Exercise details: Nothing but the records, transcribed exactly, should appear in the answer; leave the pictures out.

———

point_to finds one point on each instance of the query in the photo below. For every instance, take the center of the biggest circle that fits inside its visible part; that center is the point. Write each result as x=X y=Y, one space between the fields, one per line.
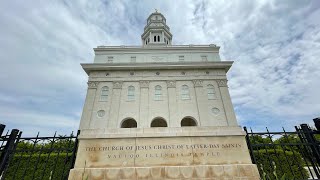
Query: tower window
x=187 y=121
x=133 y=59
x=157 y=93
x=129 y=123
x=130 y=93
x=104 y=93
x=110 y=59
x=204 y=58
x=211 y=92
x=185 y=94
x=159 y=122
x=181 y=58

———

Answer to this exercise:
point_to finds one point on each instance of the query in the photo below. For every instance, take the center of the biggest circle that fits inside its visible part; that center is the point. Write each result as x=X y=Y, one space between the fields, one per line.
Query: tower window
x=187 y=121
x=133 y=59
x=157 y=93
x=129 y=123
x=130 y=93
x=104 y=93
x=110 y=59
x=204 y=58
x=211 y=92
x=185 y=94
x=159 y=122
x=181 y=58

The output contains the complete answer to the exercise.